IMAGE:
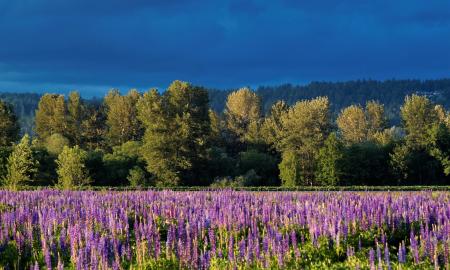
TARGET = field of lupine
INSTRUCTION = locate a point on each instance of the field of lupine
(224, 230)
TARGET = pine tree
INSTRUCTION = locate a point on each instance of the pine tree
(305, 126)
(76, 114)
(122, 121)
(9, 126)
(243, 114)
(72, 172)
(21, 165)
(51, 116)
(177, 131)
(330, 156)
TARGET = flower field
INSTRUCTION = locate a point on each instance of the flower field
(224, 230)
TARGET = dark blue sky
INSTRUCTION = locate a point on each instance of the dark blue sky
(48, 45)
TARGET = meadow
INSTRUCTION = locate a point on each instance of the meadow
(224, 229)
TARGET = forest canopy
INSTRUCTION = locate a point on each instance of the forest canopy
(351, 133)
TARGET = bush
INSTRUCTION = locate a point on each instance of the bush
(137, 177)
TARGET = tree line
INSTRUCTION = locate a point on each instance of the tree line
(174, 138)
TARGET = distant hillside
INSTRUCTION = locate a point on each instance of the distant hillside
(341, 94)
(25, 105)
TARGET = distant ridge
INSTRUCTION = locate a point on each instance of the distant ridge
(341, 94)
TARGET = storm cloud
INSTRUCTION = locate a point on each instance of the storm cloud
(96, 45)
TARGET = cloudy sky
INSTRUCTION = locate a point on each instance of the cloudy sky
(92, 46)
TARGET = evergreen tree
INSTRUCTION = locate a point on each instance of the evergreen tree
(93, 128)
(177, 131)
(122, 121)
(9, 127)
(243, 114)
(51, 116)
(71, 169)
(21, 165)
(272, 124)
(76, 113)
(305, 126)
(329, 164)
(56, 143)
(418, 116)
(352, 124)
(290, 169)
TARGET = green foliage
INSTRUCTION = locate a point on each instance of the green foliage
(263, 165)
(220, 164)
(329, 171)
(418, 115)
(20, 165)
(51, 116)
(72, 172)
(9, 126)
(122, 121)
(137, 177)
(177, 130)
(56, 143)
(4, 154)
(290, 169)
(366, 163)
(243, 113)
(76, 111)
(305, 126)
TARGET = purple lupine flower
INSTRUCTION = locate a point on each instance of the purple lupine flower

● ● ● ● ●

* **WHAT THIS TASK INVOLVES**
All of the records above are to be printed exactly, with every picture omitted.

* **EXERCISE ANSWER**
IMAGE:
TARGET = field of lupine
INSTRUCTION = locate a point on each instance of the field of lupine
(224, 230)
TARGET = pine tree
INSTRUCTION = locate a point on each instance of the pine tree
(305, 126)
(76, 114)
(122, 121)
(9, 126)
(243, 114)
(72, 172)
(21, 165)
(51, 116)
(177, 131)
(330, 156)
TARGET = flower field
INSTRUCTION = locate a point on each instance of the flower field
(224, 230)
TARGET = dark blue sky
INSTRUCTION = locate a point on each instance of the dark blue sky
(48, 45)
TARGET = meadow
INSTRUCTION = locate a point on each instance of the meadow
(224, 229)
TARGET = forest canopy
INSTRUCTION = locate a point on each instance of the forest canopy
(351, 133)
TARGET = bush
INSTRUCTION = locate a point on each instance of the bush
(137, 177)
TARGET = tree line
INSTRUCTION = locate a point on each instance of the tree line
(174, 138)
TARGET = distant hillside
INSTRUCTION = locate a point on each instance of the distant hillside
(341, 94)
(25, 105)
TARGET = distant ridge
INSTRUCTION = locate a point on each instance of the distant ridge
(341, 94)
TARGET = storm cloud
INSTRUCTION = locate a point on each instance of the storm cloud
(96, 45)
TARGET = cloudy sky
INSTRUCTION = locate a point on each instance of the cloudy sky
(92, 46)
TARGET = evergreen tree
INSTRUCTION = locate a point on each instance of the evergreen tree
(93, 128)
(177, 131)
(122, 121)
(9, 127)
(243, 114)
(51, 116)
(71, 169)
(21, 165)
(272, 124)
(76, 113)
(305, 126)
(329, 164)
(56, 143)
(418, 116)
(352, 124)
(290, 169)
TARGET = green foliage
INSTRUCTION = locate a point on each instance of the green foliage
(263, 165)
(220, 164)
(329, 171)
(418, 115)
(20, 165)
(51, 116)
(72, 172)
(9, 126)
(122, 121)
(137, 177)
(177, 130)
(56, 143)
(4, 154)
(290, 169)
(366, 163)
(243, 113)
(76, 111)
(305, 126)
TARGET = purple lupine flower
INSTRUCTION = locate a point on each instance of the purple lupine flower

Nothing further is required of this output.